Coordinate annotation lines:

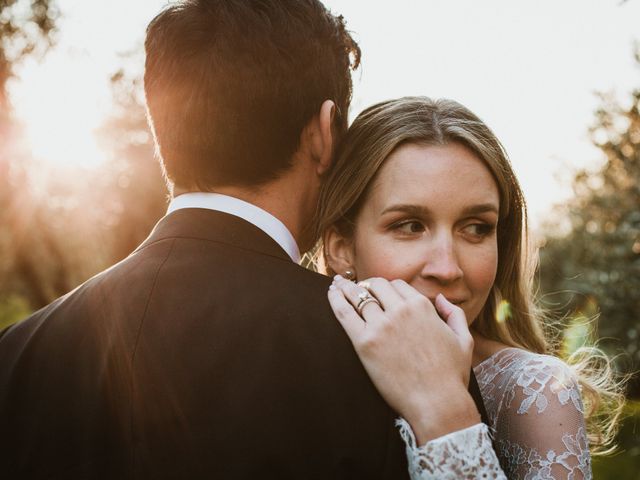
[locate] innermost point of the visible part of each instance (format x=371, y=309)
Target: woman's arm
x=420, y=365
x=540, y=427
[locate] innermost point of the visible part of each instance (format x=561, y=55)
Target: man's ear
x=321, y=136
x=338, y=252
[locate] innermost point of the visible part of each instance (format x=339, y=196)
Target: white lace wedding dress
x=536, y=420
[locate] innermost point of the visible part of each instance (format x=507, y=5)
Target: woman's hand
x=419, y=363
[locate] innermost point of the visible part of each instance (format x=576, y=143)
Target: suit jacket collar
x=215, y=226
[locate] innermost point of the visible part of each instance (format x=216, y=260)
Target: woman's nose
x=442, y=263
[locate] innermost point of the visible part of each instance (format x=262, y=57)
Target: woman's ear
x=338, y=253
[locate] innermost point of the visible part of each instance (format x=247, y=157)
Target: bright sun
x=60, y=108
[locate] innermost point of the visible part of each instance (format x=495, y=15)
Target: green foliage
x=597, y=264
x=625, y=464
x=12, y=309
x=26, y=28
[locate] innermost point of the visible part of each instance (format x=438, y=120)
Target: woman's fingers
x=456, y=319
x=345, y=313
x=383, y=291
x=355, y=294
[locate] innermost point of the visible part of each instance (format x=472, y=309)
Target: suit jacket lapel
x=214, y=226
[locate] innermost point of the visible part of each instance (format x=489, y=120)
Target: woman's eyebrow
x=421, y=210
x=417, y=210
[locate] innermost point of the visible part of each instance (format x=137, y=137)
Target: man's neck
x=280, y=200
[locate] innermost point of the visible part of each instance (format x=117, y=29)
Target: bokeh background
x=559, y=82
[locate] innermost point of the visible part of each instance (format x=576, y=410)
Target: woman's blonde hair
x=510, y=315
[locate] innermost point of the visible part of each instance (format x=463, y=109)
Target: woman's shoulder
x=528, y=381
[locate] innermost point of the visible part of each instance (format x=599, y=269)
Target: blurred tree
x=62, y=225
x=27, y=28
x=598, y=261
x=136, y=187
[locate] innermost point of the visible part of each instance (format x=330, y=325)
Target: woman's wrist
x=448, y=409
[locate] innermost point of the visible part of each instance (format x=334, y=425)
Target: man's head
x=231, y=84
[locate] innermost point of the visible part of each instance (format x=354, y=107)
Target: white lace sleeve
x=465, y=454
x=536, y=411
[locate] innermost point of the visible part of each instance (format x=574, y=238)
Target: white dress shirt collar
x=247, y=211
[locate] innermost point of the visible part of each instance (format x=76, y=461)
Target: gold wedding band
x=365, y=298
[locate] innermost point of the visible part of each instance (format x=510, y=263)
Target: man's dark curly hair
x=230, y=85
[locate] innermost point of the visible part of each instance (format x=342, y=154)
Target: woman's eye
x=480, y=230
x=410, y=227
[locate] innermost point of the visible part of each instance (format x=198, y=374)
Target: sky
x=530, y=70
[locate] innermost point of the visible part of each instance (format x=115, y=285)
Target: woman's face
x=430, y=219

» Written task
Render all of the lines above as a two-column CSV with the headers input and output, one row per line. Put the line's text in input and its answer in output, each as one quoted field with line breaks turned into spaces, and leave the pictures out.

» Answer in full
input,output
"[locate] innermost point of the visible part of each instance (format x=371, y=309) Target: woman's arm","x=420, y=365 x=540, y=427"
"[locate] innermost point of the visible part of each instance (format x=561, y=55) Target: man's ear","x=321, y=136 x=338, y=252"
"[locate] innermost point of the visible part of each instance (format x=339, y=196) Target: white lace wedding dress","x=536, y=420"
"[locate] innermost point of the visible part of each instance (format x=507, y=5) Target: woman's hand","x=419, y=363"
"[locate] innermost point of the visible part of each instance (format x=576, y=143) Target: suit jacket collar","x=215, y=226"
"[locate] innermost point of the visible part of each instance (format x=216, y=260) Target: woman's nose","x=442, y=263"
"[locate] innermost point of the visible part of each instance (format x=262, y=57) Target: woman's ear","x=338, y=253"
"[locate] innermost point of the visible part of each instance (format x=247, y=157) Target: bright sun","x=60, y=108"
"[locate] innermost point of the visible part of each instance (format x=495, y=15) Target: green foliage","x=597, y=264 x=625, y=464 x=12, y=309 x=26, y=28"
"[locate] innermost point of the visible part of each instance (format x=438, y=120) Target: woman's fingers","x=456, y=319 x=345, y=313 x=383, y=291 x=355, y=294"
"[locate] innermost point of the visible part of each instance (format x=472, y=309) Target: suit jacket lapel","x=214, y=226"
"[locate] innermost point of the visible part of each instance (format x=489, y=120) Target: woman's eyebrow","x=421, y=210 x=417, y=210"
"[locate] innermost point of the visible part of each instance (format x=137, y=137) Target: man's neck","x=280, y=200"
"[locate] innermost point of the visible part of each instance (format x=117, y=29) Target: bokeh background","x=559, y=82"
"[locate] innermost point of the visible part of each instance (format x=576, y=410) Target: woman's blonde hair","x=510, y=315"
"[locate] innermost point of the visible part of each instance (format x=463, y=109) Target: woman's shoulder","x=528, y=381"
"[locate] innermost point of the visible part of each instance (format x=599, y=269) Target: blurred tree","x=62, y=225 x=27, y=28 x=598, y=261 x=136, y=187"
"[locate] innermost point of the visible part of each instance (format x=330, y=325) Target: woman's wrist","x=448, y=409"
"[locate] innermost point of the visible part of each instance (format x=334, y=425) Target: man's head","x=231, y=84"
"[locate] innermost point of the visible part of each instance (format x=354, y=107) Target: white lace sleeve","x=465, y=454 x=536, y=411"
"[locate] innermost point of the visible part of each instance (format x=574, y=238) Target: white dress shirt collar","x=247, y=211"
"[locate] innermost point of the visible part of each instance (format x=76, y=461) Target: gold wedding band","x=365, y=298"
"[locate] innermost point of the visible part of each instance (format x=510, y=263) Target: man's dark curly hair","x=230, y=85"
"[locate] innermost point of the visible part of each instance (format x=342, y=154) Target: woman's eye","x=480, y=230 x=410, y=227"
"[locate] innermost point of the visible part of each instance (format x=198, y=374) Target: sky","x=530, y=70"
"[locate] innermost point of the visible part of each instance (format x=115, y=285) Target: woman's face","x=430, y=219"